■ **What this task involves**
Leave out the pictures and copy the remaining records exactly.

-*-

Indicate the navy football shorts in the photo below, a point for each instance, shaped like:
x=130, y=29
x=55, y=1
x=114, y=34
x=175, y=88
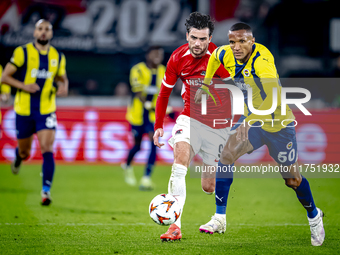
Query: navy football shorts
x=26, y=126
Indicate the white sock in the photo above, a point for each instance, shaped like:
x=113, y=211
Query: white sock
x=221, y=216
x=177, y=186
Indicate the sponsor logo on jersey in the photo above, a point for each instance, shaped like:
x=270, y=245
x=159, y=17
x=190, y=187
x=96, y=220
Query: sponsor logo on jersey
x=40, y=74
x=196, y=82
x=246, y=72
x=289, y=145
x=179, y=131
x=242, y=85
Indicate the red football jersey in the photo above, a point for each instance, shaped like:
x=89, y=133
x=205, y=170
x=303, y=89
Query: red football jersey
x=192, y=71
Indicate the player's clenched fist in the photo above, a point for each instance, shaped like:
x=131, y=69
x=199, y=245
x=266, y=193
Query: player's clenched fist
x=198, y=95
x=31, y=88
x=159, y=133
x=242, y=132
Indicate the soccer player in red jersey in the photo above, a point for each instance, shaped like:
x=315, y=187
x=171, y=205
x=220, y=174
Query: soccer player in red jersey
x=193, y=132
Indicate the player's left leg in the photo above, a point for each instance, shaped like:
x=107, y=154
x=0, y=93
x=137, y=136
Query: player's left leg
x=45, y=127
x=208, y=178
x=46, y=139
x=146, y=183
x=303, y=192
x=282, y=148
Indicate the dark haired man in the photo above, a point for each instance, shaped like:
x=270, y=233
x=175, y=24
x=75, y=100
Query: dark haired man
x=252, y=65
x=145, y=79
x=192, y=134
x=37, y=66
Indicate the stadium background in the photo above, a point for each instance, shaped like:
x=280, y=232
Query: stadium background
x=103, y=39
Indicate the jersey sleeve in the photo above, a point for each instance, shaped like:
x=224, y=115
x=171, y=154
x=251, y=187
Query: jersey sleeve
x=168, y=83
x=213, y=64
x=5, y=89
x=135, y=80
x=222, y=72
x=266, y=71
x=18, y=57
x=62, y=65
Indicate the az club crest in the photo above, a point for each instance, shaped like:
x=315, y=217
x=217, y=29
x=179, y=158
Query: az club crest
x=179, y=131
x=246, y=72
x=289, y=145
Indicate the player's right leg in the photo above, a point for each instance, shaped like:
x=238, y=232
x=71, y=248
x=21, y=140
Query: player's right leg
x=177, y=186
x=25, y=128
x=145, y=182
x=183, y=154
x=22, y=152
x=224, y=178
x=130, y=178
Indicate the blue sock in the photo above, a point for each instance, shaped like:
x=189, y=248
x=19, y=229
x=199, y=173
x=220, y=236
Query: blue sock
x=224, y=179
x=151, y=161
x=305, y=197
x=18, y=159
x=48, y=170
x=132, y=153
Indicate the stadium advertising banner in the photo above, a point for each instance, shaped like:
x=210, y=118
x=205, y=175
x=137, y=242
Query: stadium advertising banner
x=103, y=135
x=99, y=26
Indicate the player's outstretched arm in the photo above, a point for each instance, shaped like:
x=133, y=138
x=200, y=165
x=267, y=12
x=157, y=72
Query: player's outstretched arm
x=62, y=83
x=7, y=78
x=158, y=133
x=213, y=64
x=242, y=132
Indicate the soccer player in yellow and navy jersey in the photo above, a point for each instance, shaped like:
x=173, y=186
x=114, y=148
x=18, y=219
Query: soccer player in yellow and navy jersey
x=252, y=65
x=5, y=92
x=33, y=70
x=145, y=79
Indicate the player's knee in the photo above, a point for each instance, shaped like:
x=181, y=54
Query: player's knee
x=24, y=154
x=227, y=157
x=208, y=188
x=46, y=148
x=293, y=183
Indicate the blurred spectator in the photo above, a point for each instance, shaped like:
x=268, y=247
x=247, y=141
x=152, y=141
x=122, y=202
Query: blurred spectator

-*-

■ **Full output**
Indicate the navy football shorts in the photo below, a point for each instance, shaped like:
x=130, y=29
x=55, y=1
x=114, y=34
x=175, y=88
Query: navy football shorts
x=26, y=126
Indicate the white sock in the photo above, a point for each instance, shaped like:
x=113, y=211
Query: white sock
x=221, y=216
x=177, y=186
Indicate the sponsor logo on jersey in the photo above, a point for each instance, shaped like:
x=270, y=245
x=159, y=17
x=190, y=187
x=96, y=220
Query: sponsor logo on jersey
x=40, y=74
x=196, y=82
x=246, y=72
x=289, y=145
x=179, y=131
x=242, y=85
Indicate the red football jersey in the photo above, a point for each instance, shaped like:
x=89, y=133
x=205, y=170
x=303, y=89
Query: red football jersey
x=192, y=71
Indicate the player's clenched fist in the photo above, a point for each instance, shaped like:
x=131, y=69
x=199, y=245
x=266, y=193
Query: player's clenched fist
x=198, y=95
x=31, y=88
x=159, y=133
x=242, y=132
Indicate the soccer player in red jersey in the photo above, a point for each instance, shaped like:
x=315, y=187
x=171, y=205
x=220, y=174
Query: soccer player in red jersey
x=193, y=132
Indicate the player's left leg in the photo above, a point for each instance, shaped like:
x=107, y=154
x=0, y=93
x=137, y=136
Query: player's left leg
x=45, y=127
x=208, y=178
x=46, y=139
x=146, y=183
x=303, y=192
x=282, y=148
Indicate the dark haired man in the photo above, a point for each instance, shaped like:
x=270, y=233
x=175, y=24
x=75, y=100
Query: dark haired man
x=252, y=65
x=145, y=79
x=192, y=134
x=37, y=66
Indicate the stadium background in the photo above, a point for each instance, shaped like:
x=280, y=232
Query: stadium background
x=103, y=39
Indicate the jersey sleeve in the photo above, a point for each instance, shaped like:
x=224, y=115
x=171, y=154
x=251, y=187
Query: jersey sleeve
x=168, y=83
x=213, y=64
x=5, y=89
x=135, y=80
x=222, y=72
x=266, y=71
x=18, y=57
x=62, y=65
Indicate the az club crest in the photo above, a point for each instance, shaped like:
x=315, y=217
x=217, y=29
x=179, y=158
Query: az club crest
x=179, y=131
x=246, y=72
x=289, y=145
Indicate the player's right leg in the photo above, a point for each instance, shaped like:
x=238, y=232
x=71, y=248
x=21, y=140
Query: player's right leg
x=177, y=186
x=25, y=128
x=145, y=182
x=183, y=154
x=22, y=152
x=224, y=178
x=130, y=178
Indicate the blue sock in the photo above, a point for each instance, shaped like:
x=189, y=248
x=19, y=229
x=199, y=173
x=220, y=236
Query: blue sock
x=224, y=179
x=151, y=161
x=305, y=197
x=18, y=159
x=48, y=170
x=132, y=153
Indicate the stadium advertising banner in the photo above, a point for each instance, shaped like:
x=210, y=118
x=205, y=175
x=137, y=242
Query: stadium advertising banner
x=103, y=135
x=99, y=26
Indicate the player's outstretched arm in the photo above, a point for each instance, shaped like:
x=133, y=138
x=200, y=165
x=267, y=12
x=157, y=72
Query: player's outstretched arm
x=62, y=83
x=7, y=78
x=158, y=133
x=213, y=64
x=242, y=132
Indicate the soccer player in yellow and navy jersey in the photo above, a point for each instance, shaped like:
x=173, y=186
x=114, y=148
x=18, y=219
Query: soccer player in yellow and navy jersey
x=252, y=65
x=5, y=92
x=33, y=70
x=145, y=79
Indicate the player's knee in the photo above, a point for each instance, shaped like:
x=181, y=54
Query: player's knee
x=24, y=154
x=227, y=157
x=208, y=188
x=46, y=148
x=293, y=183
Indicate the blurred spectator in the photo above, a point for each instance, shaped like:
x=268, y=247
x=247, y=141
x=152, y=141
x=122, y=202
Query: blurred spectator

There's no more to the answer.